What the exercise asks: Return every entry below exactly as written.

Data extracts:
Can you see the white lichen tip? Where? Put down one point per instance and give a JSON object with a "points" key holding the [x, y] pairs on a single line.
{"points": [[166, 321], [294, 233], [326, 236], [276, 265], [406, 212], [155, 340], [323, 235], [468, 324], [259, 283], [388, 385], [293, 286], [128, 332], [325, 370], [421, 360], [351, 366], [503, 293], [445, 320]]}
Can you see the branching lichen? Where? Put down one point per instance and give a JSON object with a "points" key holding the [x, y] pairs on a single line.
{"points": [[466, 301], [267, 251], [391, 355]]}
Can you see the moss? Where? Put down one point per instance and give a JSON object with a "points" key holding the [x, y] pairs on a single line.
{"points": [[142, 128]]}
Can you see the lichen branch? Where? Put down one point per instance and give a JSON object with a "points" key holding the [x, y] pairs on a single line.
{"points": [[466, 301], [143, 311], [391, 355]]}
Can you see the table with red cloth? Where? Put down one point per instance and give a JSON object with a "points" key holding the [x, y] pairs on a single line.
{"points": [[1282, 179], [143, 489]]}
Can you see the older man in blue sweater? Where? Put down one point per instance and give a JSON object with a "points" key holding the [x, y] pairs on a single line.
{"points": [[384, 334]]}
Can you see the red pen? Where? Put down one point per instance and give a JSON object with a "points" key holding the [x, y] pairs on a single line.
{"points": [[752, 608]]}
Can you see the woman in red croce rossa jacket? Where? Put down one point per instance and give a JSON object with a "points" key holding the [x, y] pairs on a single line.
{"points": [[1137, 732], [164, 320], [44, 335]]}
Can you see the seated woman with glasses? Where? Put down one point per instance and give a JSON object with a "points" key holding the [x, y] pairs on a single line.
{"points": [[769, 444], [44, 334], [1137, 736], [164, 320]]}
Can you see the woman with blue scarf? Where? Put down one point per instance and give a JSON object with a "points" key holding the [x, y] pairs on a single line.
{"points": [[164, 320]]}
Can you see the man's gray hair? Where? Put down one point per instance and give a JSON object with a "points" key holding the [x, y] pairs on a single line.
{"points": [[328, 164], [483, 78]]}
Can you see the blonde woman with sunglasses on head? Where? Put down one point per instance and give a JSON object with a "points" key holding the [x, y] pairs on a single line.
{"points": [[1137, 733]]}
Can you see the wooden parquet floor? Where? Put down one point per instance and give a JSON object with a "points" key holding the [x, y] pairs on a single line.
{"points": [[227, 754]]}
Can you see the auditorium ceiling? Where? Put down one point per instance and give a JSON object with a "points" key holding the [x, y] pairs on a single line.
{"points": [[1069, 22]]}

Solved problem:
Can you see the white lichen tip? Where? Put down one point per instance and give a JSON object with a "points" key holding the [x, y] pairs on a single line.
{"points": [[166, 321], [294, 233], [326, 236], [276, 265], [406, 212], [155, 340], [323, 235], [468, 324], [259, 283], [388, 385], [293, 286], [128, 332], [325, 370], [421, 360], [351, 366], [503, 293], [445, 320]]}
Can you see the branching lichen? Where? Put down one point per instance and give a JSON object with a "points" key holding the [x, y] pairs on a single line.
{"points": [[466, 301], [267, 251], [391, 355]]}
Can you see the moss? Where? Put down one point per instance and give a JSON object with a "points" key holding the [x, y] pairs on a single line.
{"points": [[142, 128]]}
Can you see the lichen branch? Where? Put down one point per instance and give a JSON object with a "points" key holding the [x, y] pairs on a single line.
{"points": [[466, 301], [143, 311], [391, 355]]}
Can you see the table with red cloth? Where? Put down one point per instance and give a JSON object with a "points" key holding the [x, y] pairs on a single line.
{"points": [[1282, 179], [143, 489]]}
Can you see the older man in blue sweater? Where? Put down one point per instance and give a JSON object with a "points" key holding the [x, y] pairs on a single line.
{"points": [[384, 334]]}
Can you see the red pen? Where? Put down one point per instance and give a JSON object with a "points" key holding the [x, y] pairs on a single line.
{"points": [[752, 608]]}
Can you see the woman in red croce rossa jacket? Where? Put down one point per instance and give a JSON object with a "points" key holding the [x, y] pairs on a single line.
{"points": [[1137, 732], [164, 320], [44, 335]]}
Can you see the seated woman with glasses? Where? Put down one point per instance and give a JSON object with a "points" key holding the [x, y] pairs on a single line.
{"points": [[769, 444], [44, 334], [1137, 736], [164, 320]]}
Can you see the woman with blue scarf? Where? Put down one point per instance and give a JSON object with a "points" key holding the [x, y] pairs on a single line.
{"points": [[164, 320]]}
Can you see the man's gray hair? Where? Put down one point per instance and give a JSON object with a "points" key holding the [x, y] pairs on a single line.
{"points": [[328, 164], [483, 78]]}
Can you see the blonde woman with sunglasses on head? Where? Put down one point per instance and give a JSON object with a "points" key holding the [x, y] pairs on a single line.
{"points": [[1137, 733]]}
Can you see the wooden parquet floor? Where? Put down one point per instance and give a JSON object with a "points" key holding the [x, y] pairs on a single line.
{"points": [[227, 754]]}
Can you see the auditorium ceiling? Where? Put down one point per instance and give a JSON object with a "points" key holding the [x, y] pairs on a single line.
{"points": [[1069, 22]]}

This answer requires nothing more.